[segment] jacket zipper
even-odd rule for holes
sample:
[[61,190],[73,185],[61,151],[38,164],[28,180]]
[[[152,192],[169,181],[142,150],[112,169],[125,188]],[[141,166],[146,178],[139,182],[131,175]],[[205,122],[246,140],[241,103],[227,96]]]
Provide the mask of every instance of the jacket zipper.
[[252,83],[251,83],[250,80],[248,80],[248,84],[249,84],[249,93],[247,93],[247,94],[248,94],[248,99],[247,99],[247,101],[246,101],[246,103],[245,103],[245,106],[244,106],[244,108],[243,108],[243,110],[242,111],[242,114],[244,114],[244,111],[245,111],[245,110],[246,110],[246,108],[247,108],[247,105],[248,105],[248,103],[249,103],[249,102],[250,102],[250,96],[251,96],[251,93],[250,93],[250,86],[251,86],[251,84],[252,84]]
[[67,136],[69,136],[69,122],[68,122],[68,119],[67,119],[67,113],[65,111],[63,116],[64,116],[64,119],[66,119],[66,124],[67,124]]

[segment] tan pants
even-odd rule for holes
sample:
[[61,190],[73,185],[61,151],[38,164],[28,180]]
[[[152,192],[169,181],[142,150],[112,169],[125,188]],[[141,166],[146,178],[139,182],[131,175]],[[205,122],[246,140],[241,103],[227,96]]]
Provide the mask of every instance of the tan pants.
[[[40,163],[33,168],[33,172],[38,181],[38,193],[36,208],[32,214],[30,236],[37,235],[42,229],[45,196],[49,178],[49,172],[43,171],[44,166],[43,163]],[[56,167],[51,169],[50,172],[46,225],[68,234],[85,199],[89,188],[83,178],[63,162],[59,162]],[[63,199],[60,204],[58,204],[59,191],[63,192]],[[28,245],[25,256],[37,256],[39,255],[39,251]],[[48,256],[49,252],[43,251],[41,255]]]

* **Short task**: Convert all the records into a Markdown table with the columns Row and Line. Give each non-blank line its own row, numbered in order, and leave out blank lines.

* **Reply**:
| Row | Line |
|---|---|
| 1 | [segment] jacket zipper |
| 2 | even-odd rule for holes |
| 3 | sample: |
| 4 | [[61,190],[73,185],[61,151],[38,164],[28,180]] |
| 5 | [[[152,192],[169,181],[142,150],[112,169],[125,188]],[[141,166],[146,178],[139,182],[131,175]],[[205,122],[246,140],[241,103],[227,96]]] |
| 6 | Provide the mask of every instance of the jacket zipper. |
| 7 | [[252,83],[251,83],[250,80],[248,80],[248,84],[249,84],[249,93],[247,93],[247,94],[248,94],[248,99],[247,99],[247,101],[246,101],[246,103],[245,103],[245,106],[244,106],[244,108],[243,108],[243,110],[242,111],[242,114],[244,114],[244,111],[245,111],[245,110],[246,110],[246,108],[247,108],[247,105],[248,105],[248,103],[249,103],[249,102],[250,102],[250,96],[251,96],[251,93],[250,93],[250,86],[251,86],[251,84],[252,84]] |
| 8 | [[67,136],[69,136],[69,122],[68,122],[68,119],[67,119],[67,113],[65,111],[63,116],[64,116],[64,119],[66,119],[66,124],[67,124]] |
| 9 | [segment] tan pants |
| 10 | even-odd rule for holes |
| 11 | sample: |
| 12 | [[61,190],[73,185],[61,151],[38,164],[28,180]] |
| 13 | [[[152,192],[169,181],[142,150],[112,169],[125,188]],[[141,166],[146,178],[139,182],[131,175]],[[205,122],[246,140],[241,103],[227,96]]] |
| 14 | Provide the mask of every instance of the tan pants. |
| 15 | [[[40,163],[33,168],[33,172],[38,181],[38,193],[36,208],[32,214],[30,236],[37,235],[42,229],[45,196],[49,178],[49,172],[43,171],[44,166],[43,163]],[[56,167],[51,169],[50,172],[46,225],[68,234],[85,199],[89,188],[83,178],[63,162],[59,162]],[[63,199],[60,204],[58,204],[59,191],[63,192]],[[28,245],[25,256],[37,256],[39,255],[39,251]],[[48,256],[49,252],[43,251],[41,255]]] |